Please list every example phrase the grammar guide below offers of "made" working as an adjective.

SELECTION:

******************************

“Made” is usually a verb (past tense or past participle of “make”), but it can act like an adjective when it describes a noun.
You see the word made all over: “made dinner,” “made of steel,” “made up,” “made ready.” It feels simple until you have to label its part of speech on a worksheet or in a lesson plan. If you’re asking what part of speech is made, you’re in the right spot. The trick is to stop staring at the word and start watching the job it’s doing in that sentence.
This guide gives you a clean way to tag made correctly, with tests you can run in seconds and sentence patterns you’ll meet in real writing.
What part of speech is made? In plain grammar terms
In most sentences, made belongs to the verb family because it’s a form of the verb make. It can show past time (“I made coffee”) or team up with a helper verb like have or be (“I have made coffee,” “Coffee was made”).
In other sentences, made behaves like an adjective. That happens when it describes a noun the way a true adjective would: “a made bed,” “a made man,” “made goods.” In those cases, it’s still linked to the verb make, but its role in the sentence is descriptive, not action-based.

******************************

DATA EXCERPTS:
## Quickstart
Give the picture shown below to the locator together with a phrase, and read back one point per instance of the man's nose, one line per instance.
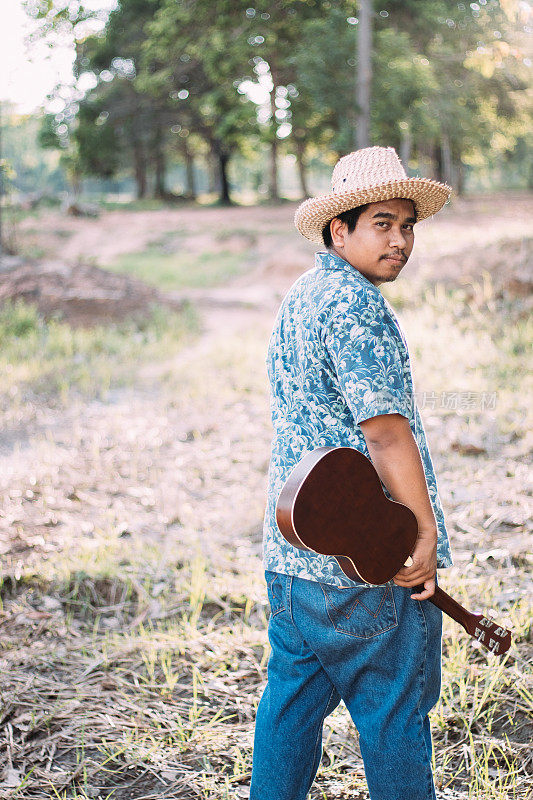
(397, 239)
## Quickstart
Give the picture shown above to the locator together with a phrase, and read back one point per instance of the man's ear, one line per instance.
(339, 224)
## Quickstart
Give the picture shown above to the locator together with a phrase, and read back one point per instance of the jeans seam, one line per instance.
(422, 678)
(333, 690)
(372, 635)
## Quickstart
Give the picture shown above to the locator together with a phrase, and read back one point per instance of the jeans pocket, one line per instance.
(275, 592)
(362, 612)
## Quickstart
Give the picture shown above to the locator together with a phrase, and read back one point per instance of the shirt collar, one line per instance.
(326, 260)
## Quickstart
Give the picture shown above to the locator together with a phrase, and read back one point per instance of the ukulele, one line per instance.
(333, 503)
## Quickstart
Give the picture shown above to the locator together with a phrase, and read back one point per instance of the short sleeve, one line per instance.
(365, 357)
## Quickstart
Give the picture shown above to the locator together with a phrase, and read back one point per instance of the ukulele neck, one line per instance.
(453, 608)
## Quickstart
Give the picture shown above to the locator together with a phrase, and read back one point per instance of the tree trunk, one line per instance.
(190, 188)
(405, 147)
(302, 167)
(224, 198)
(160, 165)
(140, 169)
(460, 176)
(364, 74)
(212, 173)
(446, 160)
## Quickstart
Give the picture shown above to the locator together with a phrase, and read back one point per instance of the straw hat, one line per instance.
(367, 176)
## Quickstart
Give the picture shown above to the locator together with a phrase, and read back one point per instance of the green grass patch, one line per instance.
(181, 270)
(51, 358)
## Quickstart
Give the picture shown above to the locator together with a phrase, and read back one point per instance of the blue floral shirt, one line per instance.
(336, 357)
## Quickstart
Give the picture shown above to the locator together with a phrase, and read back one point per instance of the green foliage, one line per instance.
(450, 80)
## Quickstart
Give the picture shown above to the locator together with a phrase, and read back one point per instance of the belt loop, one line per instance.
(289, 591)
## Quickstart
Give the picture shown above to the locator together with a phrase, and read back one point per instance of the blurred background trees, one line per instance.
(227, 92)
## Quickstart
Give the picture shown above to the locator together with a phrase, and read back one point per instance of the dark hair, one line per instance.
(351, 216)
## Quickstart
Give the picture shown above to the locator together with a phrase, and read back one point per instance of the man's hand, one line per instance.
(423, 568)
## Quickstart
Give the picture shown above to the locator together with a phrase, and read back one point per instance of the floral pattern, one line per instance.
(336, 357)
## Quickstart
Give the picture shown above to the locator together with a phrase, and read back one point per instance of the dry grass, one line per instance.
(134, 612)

******************************

WRITTEN REPLY:
a made bed
a made man
made goods